(Pointing and labeling entries)
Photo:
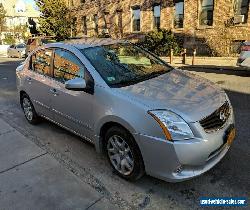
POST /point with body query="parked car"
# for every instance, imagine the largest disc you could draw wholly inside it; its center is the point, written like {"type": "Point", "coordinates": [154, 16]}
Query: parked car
{"type": "Point", "coordinates": [244, 58]}
{"type": "Point", "coordinates": [34, 42]}
{"type": "Point", "coordinates": [16, 50]}
{"type": "Point", "coordinates": [145, 115]}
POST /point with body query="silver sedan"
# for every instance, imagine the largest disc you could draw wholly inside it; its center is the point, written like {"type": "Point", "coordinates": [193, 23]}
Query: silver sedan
{"type": "Point", "coordinates": [145, 115]}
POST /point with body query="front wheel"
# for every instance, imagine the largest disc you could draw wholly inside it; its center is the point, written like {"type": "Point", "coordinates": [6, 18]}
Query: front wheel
{"type": "Point", "coordinates": [29, 110]}
{"type": "Point", "coordinates": [124, 154]}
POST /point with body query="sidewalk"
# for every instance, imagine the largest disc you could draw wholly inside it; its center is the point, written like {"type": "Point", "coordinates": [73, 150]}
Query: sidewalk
{"type": "Point", "coordinates": [32, 179]}
{"type": "Point", "coordinates": [219, 63]}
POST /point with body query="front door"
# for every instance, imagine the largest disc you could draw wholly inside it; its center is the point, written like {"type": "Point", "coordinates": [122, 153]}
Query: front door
{"type": "Point", "coordinates": [39, 82]}
{"type": "Point", "coordinates": [72, 109]}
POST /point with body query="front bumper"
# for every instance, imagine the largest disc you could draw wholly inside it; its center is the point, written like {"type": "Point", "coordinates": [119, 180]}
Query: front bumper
{"type": "Point", "coordinates": [181, 160]}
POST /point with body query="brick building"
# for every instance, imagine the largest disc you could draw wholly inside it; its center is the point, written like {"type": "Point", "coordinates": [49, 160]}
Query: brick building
{"type": "Point", "coordinates": [217, 25]}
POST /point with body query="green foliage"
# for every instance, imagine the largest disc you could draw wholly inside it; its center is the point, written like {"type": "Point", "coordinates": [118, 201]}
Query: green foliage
{"type": "Point", "coordinates": [55, 18]}
{"type": "Point", "coordinates": [9, 39]}
{"type": "Point", "coordinates": [161, 41]}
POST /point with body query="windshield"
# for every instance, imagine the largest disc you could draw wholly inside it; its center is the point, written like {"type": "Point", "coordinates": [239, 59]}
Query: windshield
{"type": "Point", "coordinates": [21, 46]}
{"type": "Point", "coordinates": [125, 64]}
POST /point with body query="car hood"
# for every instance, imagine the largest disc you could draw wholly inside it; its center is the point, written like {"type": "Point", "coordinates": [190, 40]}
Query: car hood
{"type": "Point", "coordinates": [186, 94]}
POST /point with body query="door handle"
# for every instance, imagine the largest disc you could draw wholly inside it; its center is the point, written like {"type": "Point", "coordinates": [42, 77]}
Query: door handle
{"type": "Point", "coordinates": [54, 91]}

→ **WORK TO COMPLETE**: From the records given above, reproduce all text exactly and exclude each picture.

→ **RESULT**:
Photo:
POST /point with body query="parked car"
# for every instance, imagine the largest disc you could draw wholly inside it; its center is the point, written like {"type": "Point", "coordinates": [154, 16]}
Query: parked car
{"type": "Point", "coordinates": [244, 58]}
{"type": "Point", "coordinates": [34, 42]}
{"type": "Point", "coordinates": [16, 50]}
{"type": "Point", "coordinates": [145, 115]}
POST /point with body query="silver sedan"
# for every instance, imagine the largest disc you could draw wholly inside it; its center is the point, written like {"type": "Point", "coordinates": [193, 23]}
Query: silver sedan
{"type": "Point", "coordinates": [145, 115]}
POST /point with body query="front wheel"
# for every instance, imagine the largest disc you could draw wholly inside it; its center is the point, written like {"type": "Point", "coordinates": [6, 18]}
Query: front wheel
{"type": "Point", "coordinates": [29, 110]}
{"type": "Point", "coordinates": [124, 154]}
POST /point with body query="sidewalk"
# for every instance, imagine the largest disc you could draw wholly inside it; its center is the point, written like {"type": "Point", "coordinates": [73, 150]}
Query: sidewalk
{"type": "Point", "coordinates": [32, 179]}
{"type": "Point", "coordinates": [219, 63]}
POST /point with body query="front door"
# for every instance, imagine the largest disc you could draw wholly inside it; its center is the point, written like {"type": "Point", "coordinates": [122, 153]}
Query: front door
{"type": "Point", "coordinates": [39, 82]}
{"type": "Point", "coordinates": [72, 109]}
POST /point with body query="front bumper"
# for every instance, imagine the largest disc you could draw wholly inside it; its center is the point, written like {"type": "Point", "coordinates": [119, 180]}
Query: front bumper
{"type": "Point", "coordinates": [181, 160]}
POST /point with body query="brick building"
# for every instance, imagine the largest disc you could draw wholly inside it; its center is the point, written like {"type": "Point", "coordinates": [49, 160]}
Query: brick building
{"type": "Point", "coordinates": [217, 25]}
POST /point with body query="green foliage"
# for every instance, imagine the largest disc you could draw wholly inside it; its center is the point, written like {"type": "Point", "coordinates": [118, 201]}
Query: green foliage
{"type": "Point", "coordinates": [55, 18]}
{"type": "Point", "coordinates": [9, 39]}
{"type": "Point", "coordinates": [161, 41]}
POST /point with body query="windshield"
# for every instance, imagine the largest disc you could draw wholly inside it; its center is the point, written like {"type": "Point", "coordinates": [239, 59]}
Query: windshield
{"type": "Point", "coordinates": [21, 46]}
{"type": "Point", "coordinates": [125, 64]}
POST /point with body query="car hood"
# for every instance, imagine the largest disc you could draw wholly inside it; its center is the point, written like {"type": "Point", "coordinates": [190, 40]}
Query: car hood
{"type": "Point", "coordinates": [186, 94]}
POST /point with body query="door handle"
# for every instance, imagine the largest disc you could draw wholly inside it; its center is the point, written like {"type": "Point", "coordinates": [42, 77]}
Query: door handle
{"type": "Point", "coordinates": [54, 91]}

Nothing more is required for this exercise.